▸ YOUR OBJECTIVE
The lines below should be written out again in full, exactly as they are.

### EXERCISE INPUTS ###

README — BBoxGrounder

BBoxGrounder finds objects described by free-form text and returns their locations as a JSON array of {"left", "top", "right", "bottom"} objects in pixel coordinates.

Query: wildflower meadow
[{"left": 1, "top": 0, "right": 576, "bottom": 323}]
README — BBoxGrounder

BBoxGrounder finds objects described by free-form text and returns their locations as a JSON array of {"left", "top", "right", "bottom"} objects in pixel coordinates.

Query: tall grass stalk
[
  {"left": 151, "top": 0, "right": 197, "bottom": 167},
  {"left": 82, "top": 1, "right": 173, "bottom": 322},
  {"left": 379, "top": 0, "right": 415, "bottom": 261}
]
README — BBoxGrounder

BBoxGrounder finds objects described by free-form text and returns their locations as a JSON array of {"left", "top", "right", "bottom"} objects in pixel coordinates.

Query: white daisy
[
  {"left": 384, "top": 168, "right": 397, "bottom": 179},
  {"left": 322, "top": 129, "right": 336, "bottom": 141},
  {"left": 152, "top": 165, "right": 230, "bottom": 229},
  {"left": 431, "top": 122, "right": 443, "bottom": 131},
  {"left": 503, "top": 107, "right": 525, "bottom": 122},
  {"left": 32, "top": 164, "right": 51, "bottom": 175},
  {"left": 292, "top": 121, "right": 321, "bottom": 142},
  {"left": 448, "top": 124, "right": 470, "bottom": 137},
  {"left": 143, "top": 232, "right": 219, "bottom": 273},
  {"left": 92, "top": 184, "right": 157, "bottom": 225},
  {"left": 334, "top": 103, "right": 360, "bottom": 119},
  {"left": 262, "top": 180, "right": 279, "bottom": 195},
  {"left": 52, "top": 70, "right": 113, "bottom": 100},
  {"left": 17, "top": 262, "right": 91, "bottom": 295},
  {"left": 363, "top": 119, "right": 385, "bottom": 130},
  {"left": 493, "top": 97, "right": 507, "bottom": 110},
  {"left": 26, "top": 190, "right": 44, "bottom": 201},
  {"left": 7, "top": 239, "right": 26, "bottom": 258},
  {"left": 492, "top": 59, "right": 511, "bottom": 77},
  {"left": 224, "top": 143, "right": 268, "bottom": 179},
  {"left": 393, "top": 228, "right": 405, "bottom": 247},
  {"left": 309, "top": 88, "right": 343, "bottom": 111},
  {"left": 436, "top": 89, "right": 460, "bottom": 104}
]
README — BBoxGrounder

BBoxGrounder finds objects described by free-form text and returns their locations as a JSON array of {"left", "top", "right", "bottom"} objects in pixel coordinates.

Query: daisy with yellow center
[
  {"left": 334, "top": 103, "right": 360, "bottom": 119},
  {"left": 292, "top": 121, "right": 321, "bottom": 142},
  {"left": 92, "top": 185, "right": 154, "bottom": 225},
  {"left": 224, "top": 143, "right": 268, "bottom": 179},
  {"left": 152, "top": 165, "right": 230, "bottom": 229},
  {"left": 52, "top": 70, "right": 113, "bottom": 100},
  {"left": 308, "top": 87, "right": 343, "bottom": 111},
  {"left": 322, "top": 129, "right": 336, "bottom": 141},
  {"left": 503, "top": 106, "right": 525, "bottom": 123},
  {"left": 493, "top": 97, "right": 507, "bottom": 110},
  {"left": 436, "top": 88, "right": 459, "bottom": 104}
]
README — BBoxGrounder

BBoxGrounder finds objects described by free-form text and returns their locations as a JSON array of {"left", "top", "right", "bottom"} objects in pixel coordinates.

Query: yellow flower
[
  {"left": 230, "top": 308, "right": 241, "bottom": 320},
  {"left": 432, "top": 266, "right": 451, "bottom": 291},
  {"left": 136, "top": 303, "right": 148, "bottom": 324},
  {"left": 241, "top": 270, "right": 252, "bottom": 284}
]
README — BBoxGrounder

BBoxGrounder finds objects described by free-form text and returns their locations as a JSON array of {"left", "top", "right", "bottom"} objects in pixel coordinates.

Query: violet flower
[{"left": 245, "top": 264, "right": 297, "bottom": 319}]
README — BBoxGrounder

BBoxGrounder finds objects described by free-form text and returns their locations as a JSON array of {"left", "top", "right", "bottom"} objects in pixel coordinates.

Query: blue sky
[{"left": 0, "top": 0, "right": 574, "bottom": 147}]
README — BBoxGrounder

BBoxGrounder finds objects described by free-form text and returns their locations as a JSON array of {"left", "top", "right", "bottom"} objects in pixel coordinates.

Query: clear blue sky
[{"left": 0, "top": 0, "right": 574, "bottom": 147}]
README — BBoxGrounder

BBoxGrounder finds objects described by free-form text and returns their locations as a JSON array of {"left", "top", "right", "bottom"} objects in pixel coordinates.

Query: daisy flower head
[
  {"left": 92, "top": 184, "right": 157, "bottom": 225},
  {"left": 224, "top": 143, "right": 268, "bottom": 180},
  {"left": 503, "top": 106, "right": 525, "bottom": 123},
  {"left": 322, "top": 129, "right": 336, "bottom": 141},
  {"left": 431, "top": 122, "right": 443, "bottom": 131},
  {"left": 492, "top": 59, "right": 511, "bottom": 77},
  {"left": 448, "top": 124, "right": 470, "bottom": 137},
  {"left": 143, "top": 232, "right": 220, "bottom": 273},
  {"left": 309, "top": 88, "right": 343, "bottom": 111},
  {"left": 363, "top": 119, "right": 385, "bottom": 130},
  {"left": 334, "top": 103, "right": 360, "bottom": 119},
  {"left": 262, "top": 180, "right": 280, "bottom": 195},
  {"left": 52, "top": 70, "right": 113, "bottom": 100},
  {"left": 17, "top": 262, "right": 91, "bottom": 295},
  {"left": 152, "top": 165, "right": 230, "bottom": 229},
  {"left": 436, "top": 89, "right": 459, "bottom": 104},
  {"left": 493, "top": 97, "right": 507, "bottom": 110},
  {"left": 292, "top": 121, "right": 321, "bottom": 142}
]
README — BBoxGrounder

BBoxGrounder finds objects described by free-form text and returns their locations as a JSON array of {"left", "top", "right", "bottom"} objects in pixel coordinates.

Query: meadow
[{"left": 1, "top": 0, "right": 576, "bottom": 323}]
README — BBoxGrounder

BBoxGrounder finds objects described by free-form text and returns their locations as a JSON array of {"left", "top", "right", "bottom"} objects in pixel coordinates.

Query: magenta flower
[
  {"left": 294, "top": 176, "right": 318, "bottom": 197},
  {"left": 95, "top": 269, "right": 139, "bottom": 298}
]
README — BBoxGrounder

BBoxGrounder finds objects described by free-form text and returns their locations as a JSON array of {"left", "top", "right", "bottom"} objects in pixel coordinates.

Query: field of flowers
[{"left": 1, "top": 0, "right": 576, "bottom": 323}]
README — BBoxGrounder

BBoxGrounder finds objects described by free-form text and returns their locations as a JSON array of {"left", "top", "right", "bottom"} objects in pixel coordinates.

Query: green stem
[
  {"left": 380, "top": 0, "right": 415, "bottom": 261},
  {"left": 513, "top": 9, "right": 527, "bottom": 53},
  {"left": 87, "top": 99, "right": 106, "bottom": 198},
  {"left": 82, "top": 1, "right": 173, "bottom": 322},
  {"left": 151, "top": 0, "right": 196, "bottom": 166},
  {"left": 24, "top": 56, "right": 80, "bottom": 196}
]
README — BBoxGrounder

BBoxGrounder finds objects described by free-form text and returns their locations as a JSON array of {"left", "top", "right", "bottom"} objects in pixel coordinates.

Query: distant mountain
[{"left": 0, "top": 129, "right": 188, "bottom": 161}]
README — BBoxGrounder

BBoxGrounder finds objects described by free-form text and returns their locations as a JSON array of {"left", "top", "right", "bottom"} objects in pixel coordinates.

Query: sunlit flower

###

▸ ANSWER SPACE
README — BBoxGrounder

BBoxGrounder finds objects described by free-form text and returns their locations as a JSON array of {"left", "top", "right", "bottom"} objects in pixel coordinates.

Query: wildflower meadow
[{"left": 1, "top": 0, "right": 576, "bottom": 323}]
README — BBoxGrounder

BBoxGrounder finds objects described by free-form text and returns their locations as a JSON array of {"left", "top", "right", "bottom"} objects in pixel coordinates.

Query: tall grass stalk
[
  {"left": 151, "top": 0, "right": 197, "bottom": 167},
  {"left": 82, "top": 1, "right": 173, "bottom": 322},
  {"left": 379, "top": 0, "right": 415, "bottom": 261}
]
README — BBoxGrounder

BBoxGrounder finds objects described by free-form text and returns their locations as a JSON array of {"left", "top", "right", "bottom"} objects in pixel coordinates.

Query: white daisy
[
  {"left": 384, "top": 168, "right": 397, "bottom": 179},
  {"left": 322, "top": 129, "right": 336, "bottom": 141},
  {"left": 152, "top": 165, "right": 230, "bottom": 229},
  {"left": 431, "top": 122, "right": 443, "bottom": 131},
  {"left": 503, "top": 107, "right": 525, "bottom": 122},
  {"left": 32, "top": 164, "right": 51, "bottom": 175},
  {"left": 292, "top": 121, "right": 321, "bottom": 142},
  {"left": 448, "top": 124, "right": 470, "bottom": 137},
  {"left": 143, "top": 232, "right": 219, "bottom": 273},
  {"left": 92, "top": 184, "right": 157, "bottom": 225},
  {"left": 334, "top": 103, "right": 360, "bottom": 119},
  {"left": 262, "top": 180, "right": 279, "bottom": 195},
  {"left": 52, "top": 70, "right": 113, "bottom": 100},
  {"left": 17, "top": 262, "right": 91, "bottom": 295},
  {"left": 363, "top": 119, "right": 385, "bottom": 130},
  {"left": 493, "top": 97, "right": 507, "bottom": 110},
  {"left": 26, "top": 190, "right": 44, "bottom": 201},
  {"left": 7, "top": 239, "right": 26, "bottom": 258},
  {"left": 492, "top": 59, "right": 511, "bottom": 77},
  {"left": 224, "top": 143, "right": 268, "bottom": 179},
  {"left": 393, "top": 228, "right": 405, "bottom": 247},
  {"left": 309, "top": 88, "right": 343, "bottom": 111},
  {"left": 436, "top": 89, "right": 460, "bottom": 104}
]
README — BBoxGrounder

BBoxGrounder finds objects described by free-form text and returns their locations as a JSON array of {"left", "top", "right", "bottom"} objects in pixel coordinates.

Query: daisy with yellow center
[
  {"left": 334, "top": 103, "right": 360, "bottom": 119},
  {"left": 292, "top": 121, "right": 321, "bottom": 142},
  {"left": 92, "top": 185, "right": 154, "bottom": 225},
  {"left": 224, "top": 143, "right": 268, "bottom": 179},
  {"left": 152, "top": 165, "right": 230, "bottom": 229},
  {"left": 52, "top": 70, "right": 113, "bottom": 100},
  {"left": 308, "top": 87, "right": 343, "bottom": 111},
  {"left": 322, "top": 129, "right": 336, "bottom": 141},
  {"left": 503, "top": 106, "right": 525, "bottom": 123},
  {"left": 493, "top": 97, "right": 507, "bottom": 110},
  {"left": 436, "top": 88, "right": 459, "bottom": 104}
]
README — BBoxGrounder

BBoxGrounder finds objects described by free-form text and returns their locations as a JSON array of {"left", "top", "right", "bottom"} objects in pixel coordinates.

Query: yellow flower
[
  {"left": 230, "top": 308, "right": 241, "bottom": 320},
  {"left": 432, "top": 266, "right": 451, "bottom": 291},
  {"left": 136, "top": 303, "right": 148, "bottom": 324},
  {"left": 241, "top": 270, "right": 252, "bottom": 284}
]
README — BBoxGrounder

BBoxGrounder finds objects described by free-form text and returns their locations as a JSON array of {"left", "top", "right", "bottom"} objects in pixel coordinates.

Query: violet flower
[{"left": 245, "top": 264, "right": 297, "bottom": 319}]
README — BBoxGrounder

BBoxGrounder finds objects described by free-form text and returns their locations as a JSON array of {"left", "top", "right", "bottom"} objects in pixel coordinates.

Query: blue sky
[{"left": 0, "top": 0, "right": 574, "bottom": 147}]
README — BBoxGrounder

BBoxGrounder finds objects described by free-form text and returns their locations as a JSON array of {"left", "top", "right", "bottom"} objects in pixel coordinates.

Query: clear blue sky
[{"left": 0, "top": 0, "right": 574, "bottom": 147}]
README — BBoxGrounder

BBoxGrounder finds objects described by free-form text and returns their locations as a JSON array of {"left", "top", "right", "bottom"} objects in pixel coordinates.

Query: daisy flower head
[
  {"left": 92, "top": 184, "right": 157, "bottom": 225},
  {"left": 224, "top": 143, "right": 268, "bottom": 180},
  {"left": 503, "top": 106, "right": 525, "bottom": 123},
  {"left": 322, "top": 129, "right": 336, "bottom": 141},
  {"left": 431, "top": 122, "right": 443, "bottom": 131},
  {"left": 492, "top": 59, "right": 511, "bottom": 77},
  {"left": 448, "top": 124, "right": 470, "bottom": 137},
  {"left": 143, "top": 232, "right": 220, "bottom": 273},
  {"left": 309, "top": 88, "right": 343, "bottom": 111},
  {"left": 363, "top": 119, "right": 385, "bottom": 130},
  {"left": 334, "top": 103, "right": 360, "bottom": 119},
  {"left": 262, "top": 180, "right": 280, "bottom": 195},
  {"left": 52, "top": 70, "right": 113, "bottom": 100},
  {"left": 17, "top": 262, "right": 91, "bottom": 295},
  {"left": 152, "top": 165, "right": 230, "bottom": 229},
  {"left": 436, "top": 89, "right": 459, "bottom": 104},
  {"left": 493, "top": 97, "right": 507, "bottom": 110},
  {"left": 292, "top": 121, "right": 321, "bottom": 142}
]
README — BBoxGrounder

BBoxGrounder finds objects described by free-form text and returns their locations as a JSON array of {"left", "top", "right", "bottom"} objects in pixel coordinates.

Query: meadow
[{"left": 1, "top": 0, "right": 576, "bottom": 323}]
README — BBoxGrounder

BBoxGrounder finds objects described by free-form text and returns their locations as a JSON array of {"left", "top", "right", "bottom"} objects in pixel coordinates.

Query: magenta flower
[
  {"left": 294, "top": 176, "right": 318, "bottom": 197},
  {"left": 95, "top": 269, "right": 139, "bottom": 298}
]
README — BBoxGrounder

BBoxGrounder finds objects described by free-form text and returns their locations as a JSON array of {"left", "top", "right", "bottom"} objects in pixel coordinates.

Query: field of flowers
[{"left": 1, "top": 0, "right": 576, "bottom": 323}]
README — BBoxGrounder

BBoxGrounder finds objects described by free-form text and returns their locations as a JSON array of {"left", "top", "right", "bottom"} objects in pixel coordinates.

Query: green stem
[
  {"left": 380, "top": 0, "right": 415, "bottom": 261},
  {"left": 513, "top": 9, "right": 527, "bottom": 53},
  {"left": 87, "top": 99, "right": 106, "bottom": 198},
  {"left": 82, "top": 1, "right": 173, "bottom": 322},
  {"left": 151, "top": 0, "right": 196, "bottom": 166},
  {"left": 24, "top": 56, "right": 80, "bottom": 196}
]
README — BBoxGrounder

BBoxGrounder finds objects described by free-form text and returns their locations as a JSON array of {"left", "top", "right", "bottom"} objects in pixel coordinates.

Query: distant mountain
[{"left": 0, "top": 129, "right": 188, "bottom": 161}]
README — BBoxGrounder

BBoxGrounder finds objects described by free-form text and returns their locations as a JSON array of {"left", "top", "right", "bottom"} objects in pixel coordinates.

Query: sunlit flower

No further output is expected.